§ **EXCERPT**:
Students Get to the Heart of the Matter
In Oklahoma City, 25 Putnam City High School students escorted their health science teacher, Larry Winnard, to the hospital. Necessary, yes. Emergency, no. Because of his family history of heart disease, the 51-year-old was prompted by his doctor to undergo a heart scan (or electron beam tomography)--and he thought his students should be able to watch.
The field trip to Integris Baptist Medical Center provided career exploration and a chance to see how healthcare workers interact with patients and use technology. The students were also able to offer their teacher moral support as he got his test results. Cardiologist Charles Bethea revealed Winnard's score of 65, which is "more than we'd like to see for someone his age." Bethea further noted, "This is the only test you'll ever take where you really want to get a zero."
The concept is about a thousand times more exciting than studying a traditional textbook diagram of a heart. Through technology and hands-on career programs (as well as teacher immodesty), students today are experiencing what it's like to be a part of the action in hospital operating rooms and testing facilities.

§ **STUDY MATERIAL**:
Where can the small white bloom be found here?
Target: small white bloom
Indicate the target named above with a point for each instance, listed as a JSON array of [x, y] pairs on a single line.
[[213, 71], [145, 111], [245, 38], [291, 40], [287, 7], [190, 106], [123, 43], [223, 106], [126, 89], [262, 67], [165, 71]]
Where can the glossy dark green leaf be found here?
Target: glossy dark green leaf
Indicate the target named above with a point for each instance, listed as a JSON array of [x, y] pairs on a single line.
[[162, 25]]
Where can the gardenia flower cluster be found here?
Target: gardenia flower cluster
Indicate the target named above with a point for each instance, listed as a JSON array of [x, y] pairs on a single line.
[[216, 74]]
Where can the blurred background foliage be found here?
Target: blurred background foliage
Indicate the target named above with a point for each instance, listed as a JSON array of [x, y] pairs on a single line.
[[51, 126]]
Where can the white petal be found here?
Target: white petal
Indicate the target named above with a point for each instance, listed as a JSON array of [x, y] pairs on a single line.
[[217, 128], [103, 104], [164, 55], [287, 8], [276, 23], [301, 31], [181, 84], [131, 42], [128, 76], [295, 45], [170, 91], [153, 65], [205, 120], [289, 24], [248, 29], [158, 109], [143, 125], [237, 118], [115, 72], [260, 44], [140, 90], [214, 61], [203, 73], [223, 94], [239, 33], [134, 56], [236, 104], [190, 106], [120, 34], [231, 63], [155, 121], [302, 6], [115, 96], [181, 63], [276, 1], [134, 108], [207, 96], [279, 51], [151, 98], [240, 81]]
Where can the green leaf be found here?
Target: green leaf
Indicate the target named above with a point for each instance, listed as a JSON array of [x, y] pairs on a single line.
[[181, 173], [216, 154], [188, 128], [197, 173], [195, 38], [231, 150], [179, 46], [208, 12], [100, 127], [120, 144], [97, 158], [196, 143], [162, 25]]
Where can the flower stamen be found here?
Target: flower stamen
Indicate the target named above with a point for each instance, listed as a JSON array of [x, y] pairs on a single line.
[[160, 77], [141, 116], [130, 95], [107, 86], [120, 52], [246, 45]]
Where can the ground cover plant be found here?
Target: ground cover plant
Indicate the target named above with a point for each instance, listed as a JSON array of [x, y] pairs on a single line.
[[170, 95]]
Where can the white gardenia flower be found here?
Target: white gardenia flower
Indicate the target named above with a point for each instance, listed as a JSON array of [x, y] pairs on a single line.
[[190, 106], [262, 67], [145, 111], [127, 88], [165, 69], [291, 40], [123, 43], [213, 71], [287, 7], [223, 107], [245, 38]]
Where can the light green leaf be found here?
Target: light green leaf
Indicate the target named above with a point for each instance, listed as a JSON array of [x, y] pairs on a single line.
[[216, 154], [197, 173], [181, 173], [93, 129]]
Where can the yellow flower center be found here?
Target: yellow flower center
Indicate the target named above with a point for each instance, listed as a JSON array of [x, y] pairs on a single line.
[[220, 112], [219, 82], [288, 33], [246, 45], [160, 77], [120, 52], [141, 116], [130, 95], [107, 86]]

§ **TASK INSTRUCTIONS**:
**a)** In the heart-scan article, what score did the cardiologist reveal for Winnard?
**b)** Print the stretch of the heart-scan article from "Students Get to" through "able to watch.".
The entries can be set aside; none of them is needed.

§ **RESPONSES**:
**a)** 65

**b)**
Students Get to the Heart of the Matter
In Oklahoma City, 25 Putnam City High School students escorted their health science teacher, Larry Winnard, to the hospital. Necessary, yes. Emergency, no. Because of his family history of heart disease, the 51-year-old was prompted by his doctor to undergo a heart scan (or electron beam tomography)--and he thought his students should be able to watch.